Excerpt from a dataset:
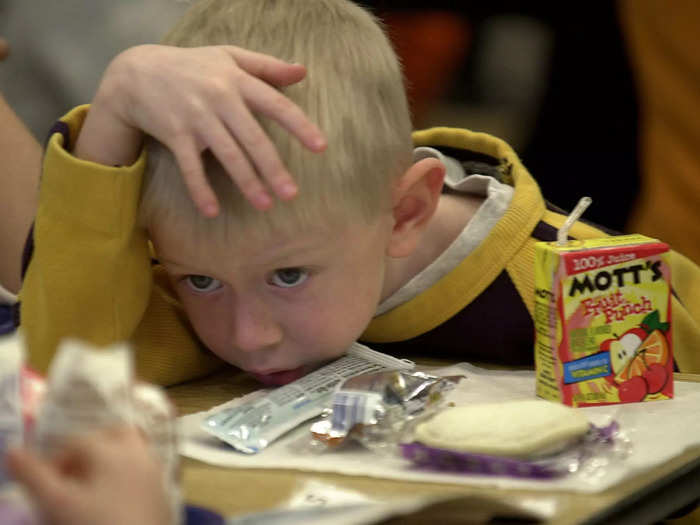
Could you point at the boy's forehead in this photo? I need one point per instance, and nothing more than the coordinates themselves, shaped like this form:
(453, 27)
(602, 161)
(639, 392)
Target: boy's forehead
(246, 246)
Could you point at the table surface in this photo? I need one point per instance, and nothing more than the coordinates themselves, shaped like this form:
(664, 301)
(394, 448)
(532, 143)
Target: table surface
(644, 498)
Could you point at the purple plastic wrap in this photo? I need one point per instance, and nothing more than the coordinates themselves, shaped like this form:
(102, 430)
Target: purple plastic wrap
(569, 460)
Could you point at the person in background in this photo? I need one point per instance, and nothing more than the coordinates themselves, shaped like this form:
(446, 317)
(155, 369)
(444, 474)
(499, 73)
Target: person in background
(664, 49)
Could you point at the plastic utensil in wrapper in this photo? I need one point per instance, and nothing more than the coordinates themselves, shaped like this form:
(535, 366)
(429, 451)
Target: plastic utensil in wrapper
(11, 427)
(379, 408)
(90, 388)
(251, 427)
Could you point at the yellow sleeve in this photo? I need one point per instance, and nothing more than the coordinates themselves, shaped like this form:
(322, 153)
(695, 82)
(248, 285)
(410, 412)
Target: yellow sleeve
(90, 276)
(685, 278)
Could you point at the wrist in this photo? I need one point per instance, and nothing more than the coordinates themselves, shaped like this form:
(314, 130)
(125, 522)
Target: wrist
(106, 137)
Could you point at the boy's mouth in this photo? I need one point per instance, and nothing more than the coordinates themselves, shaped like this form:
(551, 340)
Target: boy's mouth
(281, 377)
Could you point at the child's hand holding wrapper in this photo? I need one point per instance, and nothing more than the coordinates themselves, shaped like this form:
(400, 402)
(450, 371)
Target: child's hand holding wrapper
(103, 447)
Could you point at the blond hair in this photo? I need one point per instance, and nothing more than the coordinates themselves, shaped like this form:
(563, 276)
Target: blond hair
(353, 91)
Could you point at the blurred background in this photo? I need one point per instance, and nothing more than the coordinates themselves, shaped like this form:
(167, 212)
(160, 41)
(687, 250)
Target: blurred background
(597, 100)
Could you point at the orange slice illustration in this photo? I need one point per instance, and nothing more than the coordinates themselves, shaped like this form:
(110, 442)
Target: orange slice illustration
(636, 367)
(654, 348)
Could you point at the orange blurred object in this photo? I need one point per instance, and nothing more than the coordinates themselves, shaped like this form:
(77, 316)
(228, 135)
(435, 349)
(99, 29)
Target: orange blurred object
(432, 46)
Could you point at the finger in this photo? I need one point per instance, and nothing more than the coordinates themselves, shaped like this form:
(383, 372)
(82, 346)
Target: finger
(265, 67)
(262, 152)
(235, 161)
(36, 475)
(4, 49)
(266, 100)
(189, 160)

▶ _AIM_: Leave the pictures out and reproduce all of the records exactly.

▶ _THE COMPLETED TASK_:
Could you point at the boy's forehead in this photo? I need one point per instance, and nothing more than the coordinates themselves, shaped like this form:
(453, 27)
(602, 161)
(639, 392)
Target: boy's forehead
(246, 246)
Could you point at the table surface in this photo? I need one point per instance, and nothing more than the coordinates themselves, shaped like this form:
(664, 301)
(394, 448)
(532, 143)
Target: table surface
(644, 498)
Could you point at the purple plastic wrap in this photo? I need one point per instance, and nothing more than the coordinates themselves, shaped like this form:
(102, 430)
Target: purple plastic wrap
(569, 460)
Could you point at the person in background in this photo? I need one point per instance, and nothing more than the coordinates themselves, shaped like this form:
(446, 317)
(155, 369)
(444, 474)
(499, 73)
Target: person in background
(664, 49)
Could you point at the plastic utensil in wrapper in this photo? I need one point per instance, and nothing more than the coordinates themselves, shaped like this form:
(535, 366)
(429, 451)
Target: plastic utensil in wrapper
(11, 427)
(379, 408)
(90, 388)
(251, 427)
Could you point at the yellow sleeve in this photo? I need one point per instance, and nothing more than the coordinates themselves, shaped like this form:
(322, 153)
(695, 82)
(248, 285)
(410, 412)
Target: yellow sleeve
(90, 276)
(685, 278)
Could you point at the wrist in this photo? I need one point per instance, and nothing more than the coordinates themselves, shaped like this form:
(314, 130)
(125, 522)
Target: wrist
(106, 137)
Could you point at the boy's mouth in this photo? I need one point per instance, and nothing more than the coordinates themselves, shaped like this form:
(551, 340)
Target: boy's mouth
(281, 377)
Could you point at the child's hand holding wrapper in this photo? I need one point per instance, and nothing more than the coordinates themselves, shaped like this form:
(400, 402)
(450, 371)
Target: child's hand holding wrapper
(103, 447)
Could you point at the blond hair in this photo? I need one point per instance, and nothing more than the coordinates themselves, shaped like this form:
(563, 276)
Target: blond hair
(353, 91)
Could you point at the blurred background in this photo? I need one point per instance, and nothing more than the coordinates themselves, shaped like this form:
(167, 212)
(160, 41)
(687, 250)
Target: blurred background
(597, 100)
Could you point at the orange slice illustration in this photo? I need one point per instance, and nothing more than the coordinates themselves, shaped like this form:
(110, 442)
Target: orange slice illustration
(636, 367)
(654, 348)
Could you point at the orange blurred object in this photo? I need one point per instance, and nothing more than the coordinates themselves, shaped like this form:
(77, 316)
(228, 135)
(435, 349)
(99, 29)
Target: orange blurred object
(432, 46)
Could you point at the finger in this photo? I need one point per instance, and nothing more than the coordinates themselves, shaped like this form:
(383, 372)
(82, 346)
Target: finger
(265, 67)
(262, 152)
(235, 161)
(36, 475)
(4, 49)
(266, 100)
(189, 160)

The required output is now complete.